(Photo-based referring expression data)
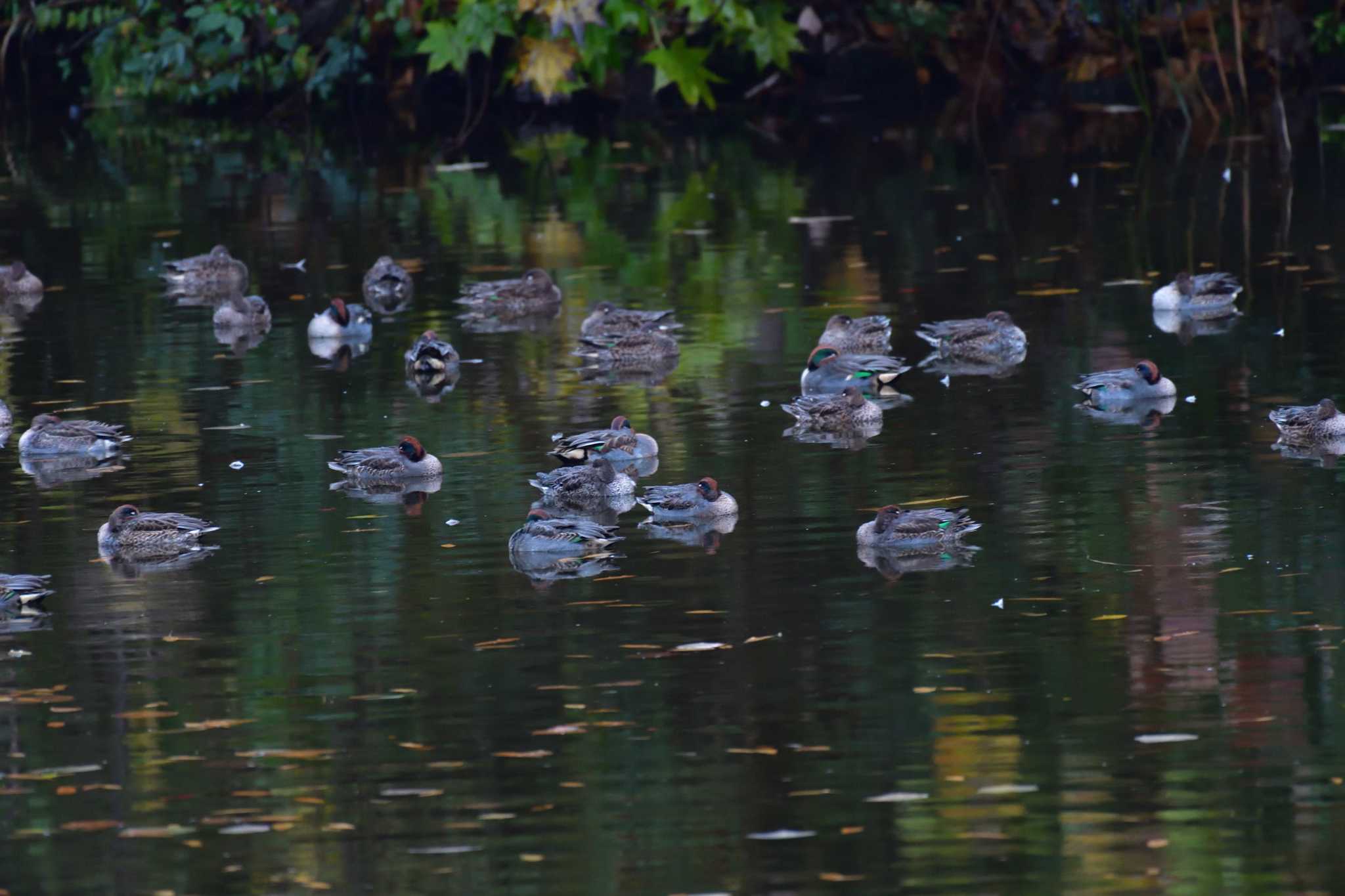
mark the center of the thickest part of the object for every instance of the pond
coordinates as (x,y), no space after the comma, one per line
(1130,684)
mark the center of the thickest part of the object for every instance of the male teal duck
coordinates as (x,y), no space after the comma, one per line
(586,445)
(692,500)
(1126,386)
(133,531)
(546,534)
(893,527)
(1306,423)
(858,335)
(533,293)
(1199,292)
(830,371)
(608,322)
(217,270)
(49,435)
(848,410)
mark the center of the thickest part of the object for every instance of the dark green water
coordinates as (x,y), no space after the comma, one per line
(386,680)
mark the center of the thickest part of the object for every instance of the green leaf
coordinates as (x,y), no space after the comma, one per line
(684,66)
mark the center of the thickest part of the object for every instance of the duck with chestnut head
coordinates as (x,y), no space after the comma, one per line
(1126,386)
(342,322)
(692,500)
(893,527)
(49,435)
(133,531)
(858,335)
(407,459)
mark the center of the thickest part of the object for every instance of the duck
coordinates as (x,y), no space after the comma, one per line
(403,461)
(608,322)
(22,590)
(533,293)
(546,534)
(217,270)
(1199,292)
(583,486)
(342,322)
(15,277)
(990,336)
(586,445)
(830,371)
(132,531)
(634,351)
(893,527)
(848,333)
(244,312)
(693,500)
(430,354)
(387,284)
(1126,386)
(49,435)
(1309,423)
(848,410)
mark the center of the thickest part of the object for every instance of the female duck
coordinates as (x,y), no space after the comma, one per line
(431,354)
(609,322)
(244,312)
(387,284)
(1309,423)
(15,277)
(131,530)
(1126,386)
(858,333)
(586,445)
(835,413)
(899,528)
(342,322)
(533,293)
(1199,292)
(217,270)
(583,486)
(545,534)
(49,435)
(688,501)
(993,335)
(830,371)
(404,461)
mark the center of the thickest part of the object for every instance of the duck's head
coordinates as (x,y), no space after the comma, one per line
(123,515)
(821,355)
(410,449)
(340,312)
(887,516)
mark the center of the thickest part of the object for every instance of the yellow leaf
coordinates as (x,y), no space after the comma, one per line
(545,65)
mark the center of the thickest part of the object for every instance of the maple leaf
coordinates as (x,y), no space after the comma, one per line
(546,66)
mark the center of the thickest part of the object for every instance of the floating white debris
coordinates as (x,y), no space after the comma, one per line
(1000,790)
(1165,739)
(896,797)
(785,833)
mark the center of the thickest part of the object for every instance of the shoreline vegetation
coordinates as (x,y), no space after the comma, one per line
(1195,65)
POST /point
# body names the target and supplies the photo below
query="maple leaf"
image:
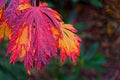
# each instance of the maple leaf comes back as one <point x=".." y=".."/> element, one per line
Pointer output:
<point x="5" y="16"/>
<point x="32" y="37"/>
<point x="2" y="3"/>
<point x="70" y="43"/>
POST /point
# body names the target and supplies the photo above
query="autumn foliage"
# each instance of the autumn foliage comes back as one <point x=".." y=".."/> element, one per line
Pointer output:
<point x="36" y="34"/>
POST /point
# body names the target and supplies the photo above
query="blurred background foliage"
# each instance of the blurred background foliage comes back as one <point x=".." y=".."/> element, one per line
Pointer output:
<point x="97" y="22"/>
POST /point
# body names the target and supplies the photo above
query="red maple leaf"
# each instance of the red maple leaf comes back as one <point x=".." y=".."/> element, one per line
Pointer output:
<point x="32" y="37"/>
<point x="2" y="3"/>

Activity | The answer must be every line of the data that contains the word "head".

Task response |
mark the center of the thickest part of the object for every instance of the duck with chestnut head
mark the center of the thickest part of the object for every instance of the duck's head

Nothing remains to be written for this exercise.